╭─ Study text

In 2015, former National Security Agency Intelligence contractor and whistleblower Edward Snowden leaked documents that revealed that the NSA had labeled Al Jazeera affiliated Zaiden in addition to Middle East Monitor's Bilal Abdul Kareem as affiliated with terror organizations. Abdul Kareem, was reporting from rebel-held areas in northern Syria at the time, where he has filmed interviews with Al-Qaeda members, and Zaidan was known as one of the few journalists to interview Osama bin Laden before the Sept. 11, 2001, attacks. Snowden's leaked documents revealed that Zaidan and Kareem were flagged by the SKYNET program, which is a program used by the United States National Security Agency to perform machine learning analysis on terror suspects by tapping their cellular data networks.

According to The Intercept, Snowden's files include a 2012 slide showing a photo of Ahmad Muaffaq Zaidan that lists him as a member of Al Qaeda, a member of the Muslim Brotherhood, and an employee of Al Jazeera. In the file Zaidan was also given a terror watch list identification number. Zaidan was alledgely singled out for monitoring due to his close relationship with Al-Nusra Front's al-Jolani, and the founder of Al Qaeda, Osama Bin Laden. Zaidan has interviewed Bin Laden several times throughout his career in journalism.

Members of the press were outraged by the accusations and alleged spying by the United States federal government on journalists based in warzones. With articles penned on how putting journalists on terrorism watch lists is a clear violation of press freedom. After the information was published, Zaidan, who holds dual Pakistani, Syrian citizenship, claimed he feared for his life, and fled Pakistan for Qatar, where Al Jazeera is based.

==Court case, initial refusal to dismiss==
In 2017, Zaidan and Kareem filed a lawsuit against the United States government in the District of Columbia, claiming they had put the two journalists on a "kill list," and requesting his removal from the Disposition Matrix. Zaidan and Kareem filed a lawsuit in U.S. District Court in Washington, contending that they were erroneously placed on the "kill list" during the Obama administration and that the 2016 Trump administration illegally maintained the designation.

╰─
╭─ Information

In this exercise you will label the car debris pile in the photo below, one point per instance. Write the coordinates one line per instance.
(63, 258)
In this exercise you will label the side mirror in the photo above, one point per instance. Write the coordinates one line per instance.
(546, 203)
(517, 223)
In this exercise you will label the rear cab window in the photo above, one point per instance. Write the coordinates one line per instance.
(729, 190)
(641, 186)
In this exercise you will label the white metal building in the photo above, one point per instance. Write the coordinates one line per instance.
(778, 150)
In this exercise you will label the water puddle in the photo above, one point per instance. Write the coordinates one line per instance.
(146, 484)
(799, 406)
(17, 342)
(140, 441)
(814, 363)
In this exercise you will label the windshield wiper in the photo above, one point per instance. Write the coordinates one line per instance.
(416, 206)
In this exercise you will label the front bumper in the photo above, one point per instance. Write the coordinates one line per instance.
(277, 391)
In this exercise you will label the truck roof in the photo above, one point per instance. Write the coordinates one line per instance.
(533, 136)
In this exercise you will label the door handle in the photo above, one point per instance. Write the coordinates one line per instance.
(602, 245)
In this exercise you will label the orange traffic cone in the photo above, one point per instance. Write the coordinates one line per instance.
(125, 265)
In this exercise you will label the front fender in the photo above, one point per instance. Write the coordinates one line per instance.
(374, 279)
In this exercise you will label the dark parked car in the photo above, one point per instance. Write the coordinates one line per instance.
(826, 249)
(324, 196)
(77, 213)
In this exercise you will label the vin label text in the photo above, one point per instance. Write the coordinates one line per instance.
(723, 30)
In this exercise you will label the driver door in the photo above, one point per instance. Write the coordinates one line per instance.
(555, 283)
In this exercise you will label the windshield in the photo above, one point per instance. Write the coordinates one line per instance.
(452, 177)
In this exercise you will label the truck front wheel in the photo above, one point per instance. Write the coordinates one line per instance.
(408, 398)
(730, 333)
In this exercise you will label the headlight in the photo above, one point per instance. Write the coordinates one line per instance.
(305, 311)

╰─

Copy out the whole passage on the two journalists flagged by the SKYNET program, word for word.

In 2015, former National Security Agency Intelligence contractor and whistleblower Edward Snowden leaked documents that revealed that the NSA had labeled Al Jazeera affiliated Zaiden in addition to Middle East Monitor's Bilal Abdul Kareem as affiliated with terror organizations. Abdul Kareem, was reporting from rebel-held areas in northern Syria at the time, where he has filmed interviews with Al-Qaeda members, and Zaidan was known as one of the few journalists to interview Osama bin Laden before the Sept. 11, 2001, attacks. Snowden's leaked documents revealed that Zaidan and Kareem were flagged by the SKYNET program, which is a program used by the United States National Security Agency to perform machine learning analysis on terror suspects by tapping their cellular data networks.

According to The Intercept, Snowden's files include a 2012 slide showing a photo of Ahmad Muaffaq Zaidan that lists him as a member of Al Qaeda, a member of the Muslim Brotherhood, and an employee of Al Jazeera. In the file Zaidan was also given a terror watch list identification number. Zaidan was alledgely singled out for monitoring due to his close relationship with Al-Nusra Front's al-Jolani, and the founder of Al Qaeda, Osama Bin Laden. Zaidan has interviewed Bin Laden several times throughout his career in journalism.

Members of the press were outraged by the accusations and alleged spying by the United States federal government on journalists based in warzones. With articles penned on how putting journalists on terrorism watch lists is a clear violation of press freedom. After the information was published, Zaidan, who holds dual Pakistani, Syrian citizenship, claimed he feared for his life, and fled Pakistan for Qatar, where Al Jazeera is based.

==Court case, initial refusal to dismiss==
In 2017, Zaidan and Kareem filed a lawsuit against the United States government in the District of Columbia, claiming they had put the two journalists on a "kill list," and requesting his removal from the Disposition Matrix. Zaidan and Kareem filed a lawsuit in U.S. District Court in Washington, contending that they were erroneously placed on the "kill list" during the Obama administration and that the 2016 Trump administration illegally maintained the designation.